**ITEMS:**
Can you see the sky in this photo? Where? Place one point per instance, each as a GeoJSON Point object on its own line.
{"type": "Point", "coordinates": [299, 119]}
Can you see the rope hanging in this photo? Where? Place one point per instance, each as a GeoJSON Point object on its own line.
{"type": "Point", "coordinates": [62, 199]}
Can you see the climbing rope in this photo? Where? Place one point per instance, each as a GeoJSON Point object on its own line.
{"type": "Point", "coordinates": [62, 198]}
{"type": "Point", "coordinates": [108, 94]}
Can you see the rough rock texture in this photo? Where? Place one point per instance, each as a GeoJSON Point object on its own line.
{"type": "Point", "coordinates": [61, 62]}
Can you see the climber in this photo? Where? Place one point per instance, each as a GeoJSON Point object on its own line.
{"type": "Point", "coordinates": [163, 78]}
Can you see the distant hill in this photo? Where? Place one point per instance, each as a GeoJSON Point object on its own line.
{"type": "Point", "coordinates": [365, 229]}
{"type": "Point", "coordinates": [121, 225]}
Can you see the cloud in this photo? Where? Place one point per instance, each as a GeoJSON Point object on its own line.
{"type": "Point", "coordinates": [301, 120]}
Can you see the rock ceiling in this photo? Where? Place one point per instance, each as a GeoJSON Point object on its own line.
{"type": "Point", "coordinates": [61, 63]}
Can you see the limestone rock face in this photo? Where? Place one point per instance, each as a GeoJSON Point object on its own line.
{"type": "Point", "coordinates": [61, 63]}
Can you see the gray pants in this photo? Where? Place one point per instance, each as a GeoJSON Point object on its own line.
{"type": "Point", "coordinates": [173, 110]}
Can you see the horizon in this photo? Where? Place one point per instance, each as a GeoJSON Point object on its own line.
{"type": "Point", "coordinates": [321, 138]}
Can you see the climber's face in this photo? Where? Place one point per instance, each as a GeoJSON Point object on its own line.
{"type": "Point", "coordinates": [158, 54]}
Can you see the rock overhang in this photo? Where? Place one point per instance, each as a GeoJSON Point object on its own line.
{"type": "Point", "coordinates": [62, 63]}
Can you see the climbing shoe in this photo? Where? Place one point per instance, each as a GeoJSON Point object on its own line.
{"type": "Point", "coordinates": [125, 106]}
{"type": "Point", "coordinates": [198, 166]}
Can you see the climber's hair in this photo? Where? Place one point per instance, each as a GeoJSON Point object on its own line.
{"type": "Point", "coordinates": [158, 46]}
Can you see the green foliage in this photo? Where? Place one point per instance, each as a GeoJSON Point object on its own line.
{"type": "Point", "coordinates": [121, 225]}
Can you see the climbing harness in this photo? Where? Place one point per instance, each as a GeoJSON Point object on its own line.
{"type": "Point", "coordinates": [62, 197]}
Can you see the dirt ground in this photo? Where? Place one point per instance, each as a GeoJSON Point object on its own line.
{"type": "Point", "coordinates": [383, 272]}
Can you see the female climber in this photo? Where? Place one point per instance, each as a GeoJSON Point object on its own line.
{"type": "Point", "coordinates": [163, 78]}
* * *
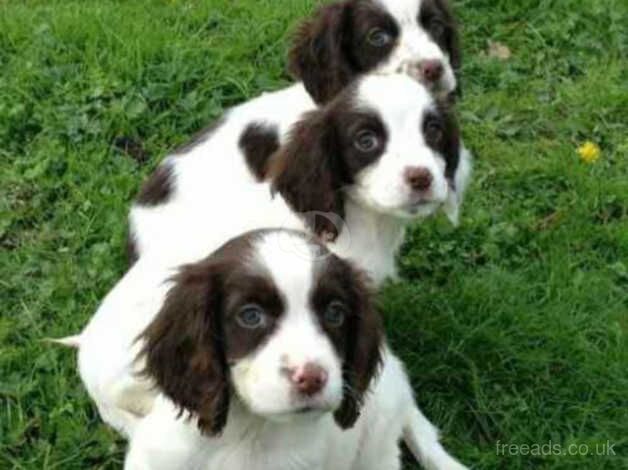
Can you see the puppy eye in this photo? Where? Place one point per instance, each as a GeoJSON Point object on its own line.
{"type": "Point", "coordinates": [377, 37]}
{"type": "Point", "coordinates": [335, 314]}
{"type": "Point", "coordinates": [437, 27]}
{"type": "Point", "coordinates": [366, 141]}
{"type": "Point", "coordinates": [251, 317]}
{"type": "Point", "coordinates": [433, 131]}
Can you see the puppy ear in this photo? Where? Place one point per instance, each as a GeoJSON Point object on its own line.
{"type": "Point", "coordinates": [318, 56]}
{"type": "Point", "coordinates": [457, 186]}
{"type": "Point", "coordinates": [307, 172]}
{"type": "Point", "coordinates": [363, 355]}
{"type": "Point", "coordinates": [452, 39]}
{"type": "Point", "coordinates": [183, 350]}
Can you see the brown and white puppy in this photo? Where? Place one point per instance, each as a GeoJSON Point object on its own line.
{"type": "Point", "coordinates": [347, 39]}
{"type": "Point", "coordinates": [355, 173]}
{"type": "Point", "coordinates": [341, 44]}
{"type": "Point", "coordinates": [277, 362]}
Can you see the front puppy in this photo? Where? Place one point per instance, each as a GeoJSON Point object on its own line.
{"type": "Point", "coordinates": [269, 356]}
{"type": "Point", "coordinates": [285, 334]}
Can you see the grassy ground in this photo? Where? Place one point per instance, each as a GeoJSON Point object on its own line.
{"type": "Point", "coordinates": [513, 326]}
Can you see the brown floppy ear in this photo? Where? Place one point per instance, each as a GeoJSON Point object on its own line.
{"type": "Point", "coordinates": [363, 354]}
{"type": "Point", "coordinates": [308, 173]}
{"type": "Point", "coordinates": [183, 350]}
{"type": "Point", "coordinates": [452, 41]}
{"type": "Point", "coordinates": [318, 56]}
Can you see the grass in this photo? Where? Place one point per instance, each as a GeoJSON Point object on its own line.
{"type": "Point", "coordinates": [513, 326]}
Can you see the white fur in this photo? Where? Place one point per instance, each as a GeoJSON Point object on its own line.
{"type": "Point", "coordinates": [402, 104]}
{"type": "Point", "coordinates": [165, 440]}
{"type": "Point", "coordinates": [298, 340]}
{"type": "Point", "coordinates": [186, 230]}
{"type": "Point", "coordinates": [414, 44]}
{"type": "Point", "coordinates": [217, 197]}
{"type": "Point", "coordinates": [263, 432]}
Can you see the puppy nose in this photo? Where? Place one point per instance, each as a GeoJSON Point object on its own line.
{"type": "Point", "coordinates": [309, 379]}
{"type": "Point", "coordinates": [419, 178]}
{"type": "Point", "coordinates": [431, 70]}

**DIRECTION:** Pick out every line in the data above that contains the word "rock" and copy each of those lines. Case counts.

**REPLY TO THE EXERCISE:**
Can you see the rough rock texture in this photo? Where? Place one point per instance, each as a GeoJSON Point object on its own line.
Can you see the rock ceiling in this photo? Where? Place one point per instance, each as a GeoJSON Point object on its own line.
Can you see the limestone rock face in this photo? Where? Place one point per instance, each as a GeoJSON Point object on its own line.
Can you see the rock overhang in this photo? Where? Place one point per instance, each as a GeoJSON Point object on its own line.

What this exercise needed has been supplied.